ARQUER, Sigismondo
Nacque a Cagliari (da famiglia che si diceva "de sangue noble y limpia de infaçones de Aragón", ma che apparteneva piuttosto al ceto borghese dell'alta burocrazia), probabilmente nel 1523. Il padre suo, Giovanni Antonio, godeva fama di "persona di grande qualità e dottrina", tanto da essere scelto come consigliere dal viceré Antonio de Cardona; i nobili più potenti e faziosi, che mal sopportavano di essere ostacolati nei loro inveterati abusi, erano riusciti a farlo imprigionare nel 1543 dal visitatore e commissario generale dell'Inquisizione, Pietro Vaguer, accusandolo falsamente prima di concussione e poi di complicità nel processo per negromanzia intentato contro lo stesso viceré. Mentre il padre soffriva nelle carceri del S. Uffizio, il giovane A. frequentava lo Studio di Pisa ed è ben comprensibile che il rancore contro l'Inquisizione lo sospingesse ad accostarsi a quanti allora sognavano un riordinamento politico-religioso meno oppressivo e più giusto. Anche quando, dopo tredici mesi e sedici giorni di prigionia, il padre suo fu riconosciuto innocente e "ad maioris gratiae cumulum" ebbe dal reggente principe Filippo il titolo di cavaliere trasmissibile ai discendenti, l'A. non desistette dal coltivare sentimenti di ostilità, se non di vendetta, contro gli oppressori.
Laureatosi in diritto civile e canonico, si addottorò poi a Siena in teologia il 2 1 maggiO 1547. Nel frattempo aveva avuto occasione di conoscere studiosi oltramontani che frequentavano le università toscane e si era fatto stimare per la seria cultura e per il forte carattere; non sorprende quindi che il celebre geografo Sebastiano Múnster gli abbia chiesto di collaborare alla nuova edizione della sua Cosmographia,forse per suggerimento del senese Lelio Sozzini che nel 1547 fu ospite del Múnster a Basilea.

Voci archiviate:
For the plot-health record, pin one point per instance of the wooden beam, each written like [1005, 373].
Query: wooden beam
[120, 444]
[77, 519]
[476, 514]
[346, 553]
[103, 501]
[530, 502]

#### Consegna:
Puoi ricopiare per intero il brano su Sigismondo Arquer, senza cambiare nulla?

#### Risultato finale:
ARQUER, Sigismondo
Nacque a Cagliari (da famiglia che si diceva "de sangue noble y limpia de infaçones de Aragón", ma che apparteneva piuttosto al ceto borghese dell'alta burocrazia), probabilmente nel 1523. Il padre suo, Giovanni Antonio, godeva fama di "persona di grande qualità e dottrina", tanto da essere scelto come consigliere dal viceré Antonio de Cardona; i nobili più potenti e faziosi, che mal sopportavano di essere ostacolati nei loro inveterati abusi, erano riusciti a farlo imprigionare nel 1543 dal visitatore e commissario generale dell'Inquisizione, Pietro Vaguer, accusandolo falsamente prima di concussione e poi di complicità nel processo per negromanzia intentato contro lo stesso viceré. Mentre il padre soffriva nelle carceri del S. Uffizio, il giovane A. frequentava lo Studio di Pisa ed è ben comprensibile che il rancore contro l'Inquisizione lo sospingesse ad accostarsi a quanti allora sognavano un riordinamento politico-religioso meno oppressivo e più giusto. Anche quando, dopo tredici mesi e sedici giorni di prigionia, il padre suo fu riconosciuto innocente e "ad maioris gratiae cumulum" ebbe dal reggente principe Filippo il titolo di cavaliere trasmissibile ai discendenti, l'A. non desistette dal coltivare sentimenti di ostilità, se non di vendetta, contro gli oppressori.
Laureatosi in diritto civile e canonico, si addottorò poi a Siena in teologia il 2 1 maggiO 1547. Nel frattempo aveva avuto occasione di conoscere studiosi oltramontani che frequentavano le università toscane e si era fatto stimare per la seria cultura e per il forte carattere; non sorprende quindi che il celebre geografo Sebastiano Múnster gli abbia chiesto di collaborare alla nuova edizione della sua Cosmographia,forse per suggerimento del senese Lelio Sozzini che nel 1547 fu ospite del Múnster a Basilea.